[Named object pointing entries]
● ● ●

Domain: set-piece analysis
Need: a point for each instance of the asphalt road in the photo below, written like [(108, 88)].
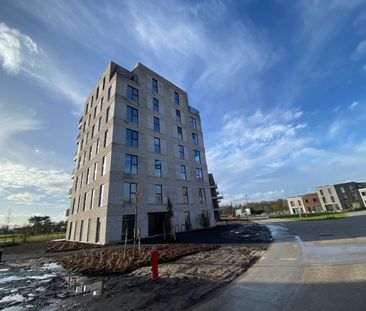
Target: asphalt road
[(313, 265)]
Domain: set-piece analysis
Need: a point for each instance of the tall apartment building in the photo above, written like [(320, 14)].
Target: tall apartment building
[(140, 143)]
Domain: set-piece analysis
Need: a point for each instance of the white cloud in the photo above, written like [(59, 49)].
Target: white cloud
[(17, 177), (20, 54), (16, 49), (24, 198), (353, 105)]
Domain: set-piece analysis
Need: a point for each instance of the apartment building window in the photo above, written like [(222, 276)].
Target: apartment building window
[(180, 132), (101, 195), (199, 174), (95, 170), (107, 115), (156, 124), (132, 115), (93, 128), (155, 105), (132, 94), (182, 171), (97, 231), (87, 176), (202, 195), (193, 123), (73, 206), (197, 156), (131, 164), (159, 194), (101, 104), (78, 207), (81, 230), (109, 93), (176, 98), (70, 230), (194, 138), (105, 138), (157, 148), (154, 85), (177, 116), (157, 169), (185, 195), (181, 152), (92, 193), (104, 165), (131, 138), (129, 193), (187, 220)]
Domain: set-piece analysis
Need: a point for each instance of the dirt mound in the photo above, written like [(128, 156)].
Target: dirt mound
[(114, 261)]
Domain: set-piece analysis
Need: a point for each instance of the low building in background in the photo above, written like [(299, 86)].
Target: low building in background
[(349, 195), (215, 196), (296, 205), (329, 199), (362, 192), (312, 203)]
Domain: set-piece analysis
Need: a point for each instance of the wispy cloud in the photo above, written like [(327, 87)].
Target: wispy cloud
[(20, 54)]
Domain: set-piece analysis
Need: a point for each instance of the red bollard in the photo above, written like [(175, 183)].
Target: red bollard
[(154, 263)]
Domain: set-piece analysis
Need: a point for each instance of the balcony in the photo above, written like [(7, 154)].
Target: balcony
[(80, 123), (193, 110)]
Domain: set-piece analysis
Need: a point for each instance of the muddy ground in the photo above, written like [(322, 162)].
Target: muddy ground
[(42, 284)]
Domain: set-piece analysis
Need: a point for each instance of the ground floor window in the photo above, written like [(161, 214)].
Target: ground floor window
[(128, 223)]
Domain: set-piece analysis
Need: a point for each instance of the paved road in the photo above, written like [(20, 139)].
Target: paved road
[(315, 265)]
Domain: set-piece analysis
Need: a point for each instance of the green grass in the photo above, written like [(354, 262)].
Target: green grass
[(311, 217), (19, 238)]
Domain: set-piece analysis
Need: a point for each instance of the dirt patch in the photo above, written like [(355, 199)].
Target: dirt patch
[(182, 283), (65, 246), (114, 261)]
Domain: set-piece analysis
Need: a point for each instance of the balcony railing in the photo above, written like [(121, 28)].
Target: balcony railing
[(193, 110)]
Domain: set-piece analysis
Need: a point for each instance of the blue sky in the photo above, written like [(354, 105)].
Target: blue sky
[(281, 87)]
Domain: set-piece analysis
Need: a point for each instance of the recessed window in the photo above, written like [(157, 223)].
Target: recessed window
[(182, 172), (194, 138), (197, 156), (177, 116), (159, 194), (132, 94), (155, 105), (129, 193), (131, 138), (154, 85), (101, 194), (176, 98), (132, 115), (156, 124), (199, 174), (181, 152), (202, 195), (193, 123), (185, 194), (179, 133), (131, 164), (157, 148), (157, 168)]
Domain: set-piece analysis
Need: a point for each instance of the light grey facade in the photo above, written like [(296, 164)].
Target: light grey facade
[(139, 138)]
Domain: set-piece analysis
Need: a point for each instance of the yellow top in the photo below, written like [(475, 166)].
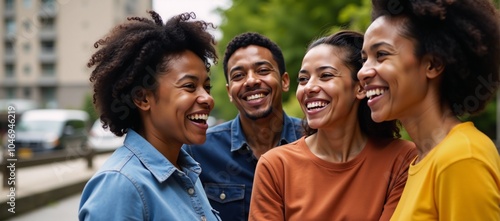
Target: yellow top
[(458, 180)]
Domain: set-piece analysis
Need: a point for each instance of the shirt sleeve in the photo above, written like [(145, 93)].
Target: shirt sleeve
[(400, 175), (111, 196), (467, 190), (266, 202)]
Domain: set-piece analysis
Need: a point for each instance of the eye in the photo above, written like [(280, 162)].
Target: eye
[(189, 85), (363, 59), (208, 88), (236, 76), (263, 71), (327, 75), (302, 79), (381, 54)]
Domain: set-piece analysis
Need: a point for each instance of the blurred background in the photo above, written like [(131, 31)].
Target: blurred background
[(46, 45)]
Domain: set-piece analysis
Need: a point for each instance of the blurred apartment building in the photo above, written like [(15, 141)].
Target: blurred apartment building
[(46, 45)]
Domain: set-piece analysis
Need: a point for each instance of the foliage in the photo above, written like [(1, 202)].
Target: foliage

● ● ●

▶ Task to complete
Lay out every line of the material above as a Markdown table with the columns Row and Line, numbering the rows and leaving out blank lines. Leave the pictures out of the table.

▶ In response
| Row | Line |
|---|---|
| 1 | Domain: set-piece analysis |
| 2 | Need: a point for each instance of the asphalt road in the photo below, written like [(108, 88)]. |
| 3 | Target: asphalt road |
| 4 | [(313, 265)] |
| 5 | Domain: set-piece analysis |
| 6 | Need: a point for each instance of the tall apartment building in the photo above, written like [(320, 14)]. |
| 7 | Target: tall apartment building |
| 8 | [(140, 143)] |
| 9 | Domain: set-piece analysis |
| 10 | Need: a point for each instance of the white cloud in the photo above, written like [(59, 49)]. |
| 11 | Target: white cloud |
| 12 | [(17, 177), (20, 54), (16, 49), (24, 198), (353, 105)] |
| 13 | Domain: set-piece analysis |
| 14 | Need: a point for each instance of the apartment building window in the photo above, written like [(222, 276)]. |
| 15 | Target: apartment building window |
| 16 | [(180, 132), (101, 195), (199, 174), (95, 170), (107, 115), (156, 124), (132, 115), (93, 128), (155, 105), (132, 94), (182, 171), (97, 231), (87, 176), (202, 195), (193, 123), (73, 206), (197, 156), (131, 164), (159, 194), (101, 104), (78, 207), (81, 230), (109, 93), (176, 98), (70, 230), (194, 138), (105, 138), (157, 148), (154, 85), (177, 116), (157, 169), (185, 195), (181, 152), (92, 193), (104, 165), (131, 138), (129, 193), (187, 220)] |
| 17 | Domain: set-piece analysis |
| 18 | Need: a point for each instance of the dirt mound in the photo above, written like [(128, 156)]. |
| 19 | Target: dirt mound |
| 20 | [(114, 261)] |
| 21 | Domain: set-piece analysis |
| 22 | Need: a point for each instance of the low building in background in the photo above, written like [(299, 86)]. |
| 23 | Target: low building in background |
| 24 | [(349, 195), (215, 196), (296, 205), (329, 199), (362, 192), (312, 203)] |
| 25 | Domain: set-piece analysis |
| 26 | Need: a point for each instance of the wispy cloud in the photo above, written like [(327, 87)]. |
| 27 | Target: wispy cloud |
| 28 | [(20, 54)] |
| 29 | Domain: set-piece analysis |
| 30 | Need: a point for each instance of the red bollard in the photo above, written like [(175, 183)]. |
| 31 | Target: red bollard |
| 32 | [(154, 263)] |
| 33 | Domain: set-piece analysis |
| 34 | Need: a point for each instance of the balcony in the photo above, written like [(7, 154)]. |
| 35 | Target: balcony |
| 36 | [(80, 123), (193, 110)] |
| 37 | Domain: set-piece analysis |
| 38 | Need: a point for each instance of the muddy ground in the photo above, written like [(322, 162)]. |
| 39 | Target: muddy ground |
| 40 | [(42, 284)] |
| 41 | Domain: set-piece analysis |
| 42 | Need: a point for each instance of the ground floor window in the photo above, written like [(161, 214)]. |
| 43 | Target: ground floor window |
| 44 | [(128, 223)] |
| 45 | Domain: set-piece analysis |
| 46 | Need: a point for each instance of the paved road in the photo above, written like [(20, 139)]. |
| 47 | Target: paved road |
| 48 | [(315, 265)] |
| 49 | Domain: set-piece analysis |
| 50 | Need: a point for each instance of the green grass in the photo above, written like [(354, 262)]. |
| 51 | Target: green grass |
| 52 | [(311, 217), (19, 238)] |
| 53 | Domain: set-piece analysis |
| 54 | Need: a point for each instance of the dirt patch in the photo above, written like [(355, 199)]. |
| 55 | Target: dirt patch |
| 56 | [(182, 283), (65, 246), (114, 261)] |
| 57 | Domain: set-piece analysis |
| 58 | Need: a point for each instance of the balcony railing in the photo above, written like [(121, 28)]. |
| 59 | Target: balcony railing |
| 60 | [(193, 110)] |
| 61 | Domain: set-piece analysis |
| 62 | Need: a point for each instance of the blue sky in the photo above, written like [(354, 105)]. |
| 63 | Target: blue sky |
| 64 | [(281, 87)] |
| 65 | Domain: set-piece analysis |
| 66 | Need: a point for each instance of the recessed window in the photo above, written like [(157, 223)]. |
| 67 | Target: recessed window |
| 68 | [(182, 172), (194, 138), (197, 156), (177, 116), (159, 194), (132, 94), (155, 105), (129, 193), (131, 138), (154, 85), (101, 194), (176, 98), (132, 115), (156, 124), (199, 174), (181, 152), (202, 195), (193, 123), (185, 194), (179, 133), (131, 164), (157, 148), (157, 168)] |
| 69 | Domain: set-piece analysis |
| 70 | Need: a point for each instance of the light grey facade in the photo above, written like [(296, 164)]. |
| 71 | Target: light grey facade |
| 72 | [(139, 138)] |
| 73 | Domain: set-piece analysis |
| 74 | Need: a point for each instance of the yellow top in the photo below, written like [(475, 166)]. |
| 75 | Target: yellow top |
| 76 | [(458, 180)] |
| 77 | Domain: set-piece analysis |
| 78 | Need: a point for each instance of the shirt sleeve in the photo above, written like [(145, 93)]. |
| 79 | Target: shirt sleeve |
| 80 | [(400, 175), (111, 196), (467, 190), (266, 202)] |
| 81 | Domain: set-piece analysis |
| 82 | Need: a point for each instance of the eye in the photo above, written like [(280, 162)]. |
| 83 | Target: eye |
| 84 | [(189, 85), (363, 59), (208, 88), (236, 76), (263, 71), (327, 75), (302, 79), (381, 54)] |
| 85 | Domain: set-piece analysis |
| 86 | Need: a point for each instance of the blurred background in the photo above, written like [(131, 31)]. |
| 87 | Target: blurred background |
| 88 | [(46, 45)] |
| 89 | Domain: set-piece analysis |
| 90 | Need: a point for each instance of the blurred apartment building in the photo above, written like [(15, 141)]. |
| 91 | Target: blurred apartment building |
| 92 | [(46, 45)] |
| 93 | Domain: set-piece analysis |
| 94 | Need: a point for each instance of the foliage in the photo above, written like [(1, 202)]. |
| 95 | Target: foliage |